# Excerto do texto:
--------

A Viena de Lourdes Castro é a sua ilha da Madeira. Como na outra Viena, também nesta por lá andou, em tempos que se fizeram mito e memória, a imperatriz Sissi, fantasma em fuga do mundo. E lá viveu e morreu o último imperador da linhagem dos Habsburgos, Carlos I da Áustria. Neste álbum de retratos, só faltou o do rei Luís II da Baviera, primo de Sissi, seu confidente e, mais do que se imagina, seu rival. Esse infeliz e perdulário protector de Wagner (mas ainda bem que o foi) era irmão da noite e da morte. Rei louco, com a sua coroa de sonhos e o seu ceptro de sexos, fazia da sombra a sua luz, do mistério a sua claridade. Foi assim que Visconti nos deu a ver a história dele, num filme onde a única luz que existe é a da neve. Na sua Viena do Atlântico, Lourdes Castro olha a noite e o dia, escuta a terra e o mar, fazendo de um leito de flores o seu divã freudiano e do “Grande Herbário das Sombras” o seu “Simposium Terapêutico”.

A sombra existe na luz para nos lembrar que tudo, até Deus, tem o seu duplo, o seu negativo, o seu demónio. Nas muitas civilizações do mundo, as sombras perguntam pela luz e a luz pergunta pelas sombras. De Homero a Bashô, de Gilgamesh a Omar Khayyam, de Dante a Al-Mu’tamid, de Platão a Tanizaki, de “A República” ao “Elogio da Sombra”, da Caverna ao teatro Nô, as respostas dadas a estas perguntas escrevem ou rasuram o texto de cada cultura.

--------

# Dados extraídos:
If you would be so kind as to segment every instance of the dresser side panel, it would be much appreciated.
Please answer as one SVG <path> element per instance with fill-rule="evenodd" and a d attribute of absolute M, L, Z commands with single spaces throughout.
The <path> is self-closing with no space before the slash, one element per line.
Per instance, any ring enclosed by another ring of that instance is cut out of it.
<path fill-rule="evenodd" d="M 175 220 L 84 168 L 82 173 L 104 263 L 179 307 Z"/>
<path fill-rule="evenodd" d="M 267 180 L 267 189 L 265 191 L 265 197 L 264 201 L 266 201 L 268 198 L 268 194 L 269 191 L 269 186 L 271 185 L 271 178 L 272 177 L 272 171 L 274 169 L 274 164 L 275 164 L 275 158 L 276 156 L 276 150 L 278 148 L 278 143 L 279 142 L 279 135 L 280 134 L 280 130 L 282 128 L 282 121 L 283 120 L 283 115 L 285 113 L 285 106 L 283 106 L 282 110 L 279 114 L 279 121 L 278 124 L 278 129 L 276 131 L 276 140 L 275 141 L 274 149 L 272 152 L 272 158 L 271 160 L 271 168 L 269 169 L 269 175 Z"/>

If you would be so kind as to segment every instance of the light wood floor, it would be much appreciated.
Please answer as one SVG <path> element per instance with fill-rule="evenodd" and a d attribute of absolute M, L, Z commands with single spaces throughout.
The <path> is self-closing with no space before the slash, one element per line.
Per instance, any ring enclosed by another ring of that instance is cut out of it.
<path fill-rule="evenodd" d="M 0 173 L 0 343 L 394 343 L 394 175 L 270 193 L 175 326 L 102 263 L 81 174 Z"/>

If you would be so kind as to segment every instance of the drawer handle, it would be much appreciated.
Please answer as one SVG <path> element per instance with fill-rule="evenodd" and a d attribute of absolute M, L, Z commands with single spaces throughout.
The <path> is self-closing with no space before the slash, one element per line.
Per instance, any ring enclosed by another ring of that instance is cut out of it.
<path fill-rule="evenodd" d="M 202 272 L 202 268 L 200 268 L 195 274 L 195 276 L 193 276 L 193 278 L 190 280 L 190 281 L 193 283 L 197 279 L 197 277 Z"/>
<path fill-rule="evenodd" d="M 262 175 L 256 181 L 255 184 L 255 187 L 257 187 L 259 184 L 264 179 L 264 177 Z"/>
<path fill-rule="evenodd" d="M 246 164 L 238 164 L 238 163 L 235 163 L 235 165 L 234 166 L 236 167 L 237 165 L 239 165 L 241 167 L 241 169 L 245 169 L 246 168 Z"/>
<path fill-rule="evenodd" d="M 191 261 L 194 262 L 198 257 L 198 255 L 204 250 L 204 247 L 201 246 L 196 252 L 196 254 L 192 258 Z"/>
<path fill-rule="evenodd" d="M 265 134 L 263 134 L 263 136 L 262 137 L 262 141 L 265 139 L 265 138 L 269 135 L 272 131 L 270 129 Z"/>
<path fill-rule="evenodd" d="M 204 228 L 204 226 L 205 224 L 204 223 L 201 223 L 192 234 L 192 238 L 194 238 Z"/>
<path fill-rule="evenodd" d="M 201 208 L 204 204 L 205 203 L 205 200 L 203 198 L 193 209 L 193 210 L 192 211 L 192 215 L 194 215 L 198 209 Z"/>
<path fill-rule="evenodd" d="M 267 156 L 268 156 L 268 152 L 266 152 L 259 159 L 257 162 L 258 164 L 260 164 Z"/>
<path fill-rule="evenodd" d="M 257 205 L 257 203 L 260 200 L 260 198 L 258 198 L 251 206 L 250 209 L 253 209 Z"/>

--------

# Tarefas a realizar:
1. Enumere todas as figuras da realeza que o excerto sobre Lourdes Castro menciona.
2. Responda a estas perguntas com base no excerto sobre Lourdes Castro:
(a) Qual é a Viena de Lourdes Castro?
(b) Quem deu a ver a história de Luís II da Baviera num filme?
(c) O que existe na luz para nos lembrar que tudo tem o seu duplo?
3. Transcreva o trecho do excerto sobre Lourdes Castro que vai desde "A sombra existe" até "de cada cultura.".

# Respostas por ordem:
1.
- A imperatriz Sissi
- Carlos I da Áustria, o último imperador da linhagem dos Habsburgos
- O rei Luís II da Baviera

2.
(a) A Viena de Lourdes Castro é a sua ilha da Madeira.
(b) Foi Visconti quem deu a ver a história de Luís II da Baviera num filme.
(c) É a sombra que existe na luz para nos lembrar que tudo tem o seu duplo.

3.
A sombra existe na luz para nos lembrar que tudo, até Deus, tem o seu duplo, o seu negativo, o seu demónio. Nas muitas civilizações do mundo, as sombras perguntam pela luz e a luz pergunta pelas sombras. De Homero a Bashô, de Gilgamesh a Omar Khayyam, de Dante a Al-Mu’tamid, de Platão a Tanizaki, de “A República” ao “Elogio da Sombra”, da Caverna ao teatro Nô, as respostas dadas a estas perguntas escrevem ou rasuram o texto de cada cultura.